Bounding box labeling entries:
┏━━

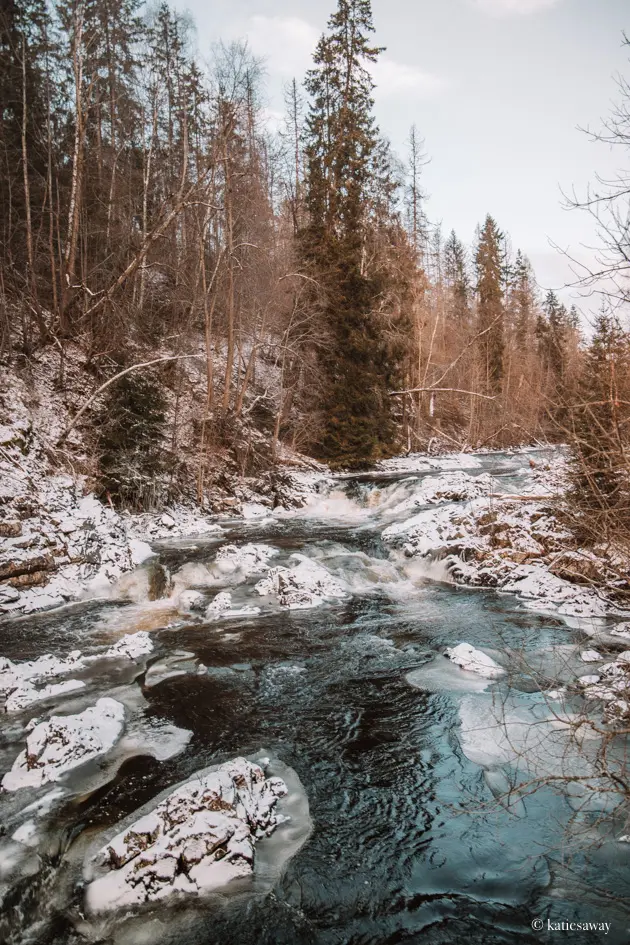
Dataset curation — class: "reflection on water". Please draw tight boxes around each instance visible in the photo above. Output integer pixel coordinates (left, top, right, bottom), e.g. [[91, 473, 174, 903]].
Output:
[[0, 456, 630, 945]]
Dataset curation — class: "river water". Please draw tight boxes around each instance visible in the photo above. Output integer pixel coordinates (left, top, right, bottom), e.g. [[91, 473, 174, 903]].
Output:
[[0, 454, 630, 945]]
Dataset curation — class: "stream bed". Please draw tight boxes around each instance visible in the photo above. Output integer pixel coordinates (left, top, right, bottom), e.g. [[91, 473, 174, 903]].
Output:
[[0, 454, 630, 945]]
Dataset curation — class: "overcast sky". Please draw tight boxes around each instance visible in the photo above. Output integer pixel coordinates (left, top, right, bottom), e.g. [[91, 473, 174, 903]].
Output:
[[176, 0, 630, 307]]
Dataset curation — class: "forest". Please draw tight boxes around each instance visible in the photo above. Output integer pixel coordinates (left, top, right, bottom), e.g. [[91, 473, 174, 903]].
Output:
[[0, 0, 627, 507], [0, 0, 630, 945]]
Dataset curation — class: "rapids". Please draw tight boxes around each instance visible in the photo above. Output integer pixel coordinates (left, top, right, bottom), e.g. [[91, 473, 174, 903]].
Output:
[[0, 453, 630, 945]]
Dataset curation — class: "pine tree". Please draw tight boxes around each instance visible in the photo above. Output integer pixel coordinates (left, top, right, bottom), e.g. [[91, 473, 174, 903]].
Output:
[[475, 216, 505, 394], [570, 310, 630, 542], [97, 372, 167, 509], [444, 230, 471, 327], [511, 249, 536, 351], [537, 290, 568, 387], [302, 0, 395, 465]]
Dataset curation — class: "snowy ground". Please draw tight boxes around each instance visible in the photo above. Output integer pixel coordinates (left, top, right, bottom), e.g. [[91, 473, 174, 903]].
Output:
[[86, 758, 287, 912]]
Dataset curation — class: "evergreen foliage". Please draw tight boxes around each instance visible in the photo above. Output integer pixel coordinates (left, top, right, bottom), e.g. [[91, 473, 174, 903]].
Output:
[[475, 215, 505, 394], [444, 230, 471, 327], [302, 0, 402, 465], [97, 372, 168, 510], [570, 310, 630, 543]]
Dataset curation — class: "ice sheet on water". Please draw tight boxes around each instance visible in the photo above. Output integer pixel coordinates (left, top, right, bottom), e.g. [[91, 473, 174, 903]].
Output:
[[86, 758, 287, 913], [405, 656, 491, 692], [444, 643, 505, 679]]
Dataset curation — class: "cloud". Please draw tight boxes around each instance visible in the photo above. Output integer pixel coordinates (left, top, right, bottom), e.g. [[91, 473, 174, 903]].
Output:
[[468, 0, 562, 16], [240, 14, 442, 99], [245, 15, 319, 79], [371, 56, 444, 98]]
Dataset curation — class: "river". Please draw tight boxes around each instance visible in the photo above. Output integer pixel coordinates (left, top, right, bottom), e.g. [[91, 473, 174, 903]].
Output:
[[0, 454, 630, 945]]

┗━━

PROBLEM DETAILS: Reproduce every line of the data above word for word, omitting the picture.

SOLUTION TO THIS TASK:
Dataset curation — class: "reflection on water". Please draw tight boxes around each instance visible in the photo above. Output integer pixel coordinates (left, top, right, bottom), e.g. [[91, 473, 174, 903]].
Output:
[[0, 456, 630, 945]]
Dataset curation — class: "river water". Please draw tight boxes around each instance visible in the photo above. Output integer pixel coordinates (left, top, right, bottom), e.g. [[91, 473, 174, 903]].
Output:
[[0, 454, 630, 945]]
Dataset curation — class: "stream bed". Please draw tight boxes around each instance visible in the photo above. Output integer pixel coordinates (left, top, right, bottom), e.g. [[91, 473, 174, 903]].
Output:
[[0, 454, 630, 945]]
Dataset curation — class: "overcast sky". Please draw tight boxes around each instance visible in the photo above. Output integer pixel coordinates (left, top, right, bottom), e.g. [[91, 473, 174, 903]].
Output:
[[176, 0, 630, 307]]
Dataset curation — class: "forest". Please draw tight boxes around each instance visible in the photo above. Output integer pixel coordinates (left, top, right, bottom), e.g. [[91, 473, 174, 903]].
Output:
[[0, 0, 627, 507], [0, 0, 630, 945]]
Dataset curation — class: "rapids". Please draw tight boxes around each instance visible in the photo above. Output integer pixel coordinates (left, top, right, bottom), e.g. [[91, 473, 174, 903]].
Output:
[[0, 453, 630, 945]]
Dataset curation — class: "pine tree". Please draw tight boxes around each instance visible in the photo above. Output integer pixel coordinates (left, top, right, bottom), e.g. [[91, 473, 174, 903]].
Output:
[[475, 216, 505, 394], [570, 310, 630, 542], [97, 372, 167, 509], [444, 230, 471, 327], [511, 249, 536, 351], [537, 290, 568, 387], [302, 0, 395, 465]]
Dataset curation — class: "snowy ground". Please draw tight boxes around each instance visible in the photo above. Output integer pixel coordinates (left, top, right, bottom), e.g. [[91, 473, 174, 903]].
Output:
[[86, 758, 287, 912]]
Dataset curation — class: "evergreen foliage". Please draw tight boxes around each instance visible in the photo above. Output integer pixel coordinates (left, top, right, bottom), e.g. [[91, 473, 174, 903]].
Output:
[[475, 215, 505, 394], [444, 230, 471, 327], [302, 0, 402, 465], [97, 372, 168, 510], [570, 310, 630, 543]]
Dataset curation — class: "ice sheet on water". Please draw tight boxes around each instance visible in the photo above. Output integer pixel coordinates (left, top, right, bottom), e.g. [[91, 473, 174, 903]].
Output:
[[86, 758, 287, 913], [405, 656, 491, 692], [444, 643, 505, 679]]
Dataset curation — class: "cloud". Please draw tight boxes around each instance visible in the photo above. Output integer pixel coordinates (left, top, right, bottom), e.g. [[91, 473, 174, 903]].
Output:
[[468, 0, 562, 16], [240, 14, 442, 99], [245, 15, 319, 79], [371, 56, 444, 98]]
Dataset curation — class: "river". Please draw tight boxes around each instance visible in the photo above. Output integer pixel coordinates (left, top, right, bottom), e.g. [[91, 473, 174, 903]].
Output:
[[0, 454, 630, 945]]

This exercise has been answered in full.